Posted by: Dr Zee - May 7, 9:53pm
Isn't it strange that there's not one comment on the Daily Mail page
“Re: Daily Mail Website”
Posted by: Onehunglow - May 7, 10:13pm
I'm going to change my toilet roll
“Re: Daily Mail Website”
Posted by: bob - May 8, 6:40am
I tried to respond... but the catchpa just fails, I inputted 20 different 6yDft7 type things but it fails every time.
“IDIOT”
Posted by: Al - May 8, 10:21am
This woman is an absolute moron! When I was a child I had four siblings and we used to share our games consoles quite happily but for some reason we'd fight over the dressing up clothes, obviously they must be evil - ban all dressing up clothes!!
But in all seriousness I do think this woman should be reported to the police (for piracy) and social services (for awful parenting)! I als surprised that Nintendo haven't tried suing her for liable.
“Re: IDIOT”

ENTRIES SUPPLIED =
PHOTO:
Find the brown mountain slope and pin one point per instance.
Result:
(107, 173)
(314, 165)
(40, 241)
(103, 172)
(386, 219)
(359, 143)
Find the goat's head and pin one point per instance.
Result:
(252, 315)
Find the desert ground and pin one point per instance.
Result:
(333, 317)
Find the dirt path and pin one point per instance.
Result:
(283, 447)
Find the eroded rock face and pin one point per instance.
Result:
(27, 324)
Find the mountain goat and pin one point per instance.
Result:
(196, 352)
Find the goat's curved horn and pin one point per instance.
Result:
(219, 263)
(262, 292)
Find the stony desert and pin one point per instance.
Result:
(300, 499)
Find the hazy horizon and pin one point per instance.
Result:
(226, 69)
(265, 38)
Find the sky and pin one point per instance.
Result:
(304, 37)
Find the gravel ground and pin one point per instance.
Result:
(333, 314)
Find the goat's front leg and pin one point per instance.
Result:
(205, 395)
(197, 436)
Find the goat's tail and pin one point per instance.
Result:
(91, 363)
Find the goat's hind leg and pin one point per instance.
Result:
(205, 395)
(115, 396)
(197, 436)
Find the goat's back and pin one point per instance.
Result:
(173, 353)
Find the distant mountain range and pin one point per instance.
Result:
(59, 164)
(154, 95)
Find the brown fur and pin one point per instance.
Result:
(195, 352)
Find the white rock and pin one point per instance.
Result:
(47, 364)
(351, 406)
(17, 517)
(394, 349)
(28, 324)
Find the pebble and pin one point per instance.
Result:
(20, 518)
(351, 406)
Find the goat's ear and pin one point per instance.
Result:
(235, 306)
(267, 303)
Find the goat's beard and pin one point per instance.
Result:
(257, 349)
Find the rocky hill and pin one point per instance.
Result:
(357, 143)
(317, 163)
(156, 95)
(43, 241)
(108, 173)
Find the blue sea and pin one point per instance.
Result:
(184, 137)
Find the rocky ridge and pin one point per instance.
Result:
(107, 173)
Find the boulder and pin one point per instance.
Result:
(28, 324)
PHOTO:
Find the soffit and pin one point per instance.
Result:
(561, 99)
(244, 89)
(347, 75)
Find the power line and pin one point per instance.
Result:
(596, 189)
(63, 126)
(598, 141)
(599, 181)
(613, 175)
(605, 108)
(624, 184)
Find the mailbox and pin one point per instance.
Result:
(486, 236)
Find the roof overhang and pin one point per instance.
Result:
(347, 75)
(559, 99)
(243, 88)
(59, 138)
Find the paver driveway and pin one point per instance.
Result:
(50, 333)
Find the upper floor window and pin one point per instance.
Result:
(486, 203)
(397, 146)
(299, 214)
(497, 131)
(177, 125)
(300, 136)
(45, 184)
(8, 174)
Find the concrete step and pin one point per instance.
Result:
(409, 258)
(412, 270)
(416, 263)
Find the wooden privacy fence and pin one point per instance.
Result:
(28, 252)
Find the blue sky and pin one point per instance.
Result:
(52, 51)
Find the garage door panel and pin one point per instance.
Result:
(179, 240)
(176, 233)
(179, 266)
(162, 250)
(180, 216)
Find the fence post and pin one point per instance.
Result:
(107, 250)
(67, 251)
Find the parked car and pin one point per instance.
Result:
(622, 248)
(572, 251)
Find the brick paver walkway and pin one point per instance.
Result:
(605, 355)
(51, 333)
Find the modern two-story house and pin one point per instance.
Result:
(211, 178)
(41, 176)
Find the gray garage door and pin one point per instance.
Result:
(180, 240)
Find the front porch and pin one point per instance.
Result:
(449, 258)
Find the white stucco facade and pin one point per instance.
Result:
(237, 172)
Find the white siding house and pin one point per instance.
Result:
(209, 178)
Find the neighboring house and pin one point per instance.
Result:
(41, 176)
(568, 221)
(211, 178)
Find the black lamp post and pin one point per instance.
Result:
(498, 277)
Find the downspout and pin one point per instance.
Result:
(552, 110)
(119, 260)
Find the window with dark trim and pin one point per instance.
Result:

TASKS TO CARRY OUT =
1. In the forum thread, how many siblings did Al have as a child?
2. Copy the part of the forum thread that opens with the words containing "Posted by: Al" and closes with "her for liable.".
3. Resume the forum thread about the Daily Mail from where it stops.

RESPONSES =
1. Four.

2.
Posted by: Al - May 8, 10:21am
This woman is an absolute moron! When I was a child I had four siblings and we used to share our games consoles quite happily but for some reason we'd fight over the dressing up clothes, obviously they must be evil - ban all dressing up clothes!!
But in all seriousness I do think this woman should be reported to the police (for piracy) and social services (for awful parenting)! I als surprised that Nintendo haven't tried suing her for liable.

3.
Posted by: Al - May 8, 10:44am
Just wanted to say that I have submitted a review on the article (on the Daily Mail website) but they say 'some comments will be edited and not all will be posted' so I assume that it will not. Also I emailed the editor, thanks to Bruce.
“Nintendo DS”
Posted by: Lesley Smith - May 8, 11:31am
Not the best example of journalism from the Daily Mail! For starters, it's not a 'Nintendo', it's a DS or a DS Lite. Plus it stirkes me as distinctly suspicious that she bought it from Hong Kong and it came with a 'bundle' of twenty games. If they were are I suspect preinstalled then it's not exactly the most legit of purchases.
“Re: Nintendo DS”
Posted by: ADE_1977 - May 8, 12:26pm
Imagine the scenario, four kids all of whom want, lets for the sake of argument use, a dolly. So 'Mum of the year' buys one dolly between them. She imposes no rules, such as who gets to play with it when, she just throws it in the middle of them and stands back, feeling smug because she's got them what they want. Imagine her surprise when the resulting events culminate in a battle royale of proportions to make the UFC look tame. Obviously poor dollys fault, after all, she is aspiring to be Mum of the year so it can't possibly be down to her total lack of parenting skills...... Can it?
“Re: Nintendo DS”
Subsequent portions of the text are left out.